Do this ▸
Could you copy out the data below word for word, leaving out the picture?

**** Record extracts ****

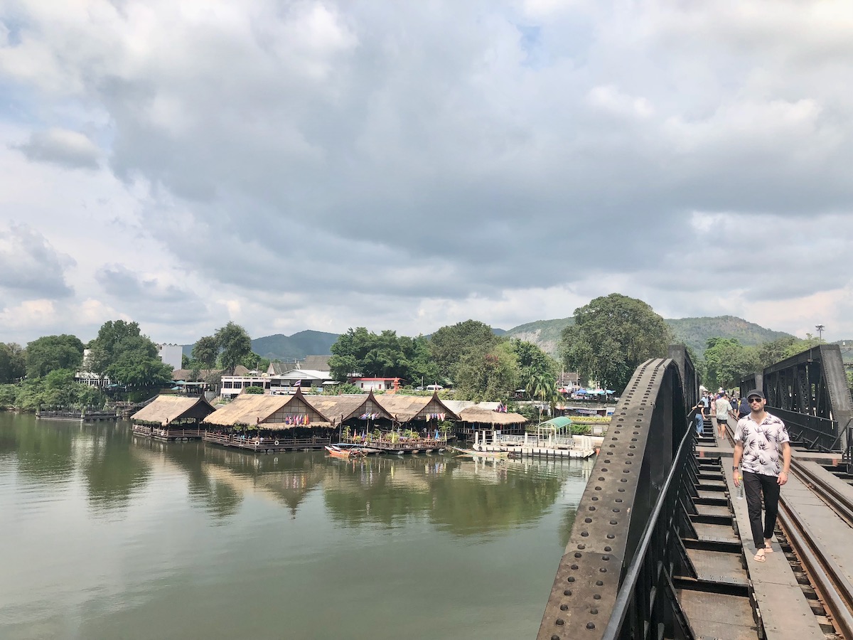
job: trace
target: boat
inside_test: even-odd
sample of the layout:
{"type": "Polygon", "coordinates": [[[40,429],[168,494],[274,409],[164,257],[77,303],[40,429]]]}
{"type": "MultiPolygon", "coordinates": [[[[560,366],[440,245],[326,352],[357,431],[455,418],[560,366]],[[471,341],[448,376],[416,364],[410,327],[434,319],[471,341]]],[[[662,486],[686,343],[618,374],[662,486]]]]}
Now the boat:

****

Output for this exercise ▸
job: trace
target: boat
inside_test: even-odd
sample of the layout:
{"type": "Polygon", "coordinates": [[[40,429],[168,494],[274,409],[164,257],[77,303],[40,429]]]}
{"type": "MultiPolygon", "coordinates": [[[[560,366],[440,245],[326,352],[357,431],[455,418],[560,366]],[[471,341],[448,376],[416,364],[410,327],[434,319],[471,341]]],[[[662,486],[686,343],[618,374],[662,486]]]]}
Now the boat:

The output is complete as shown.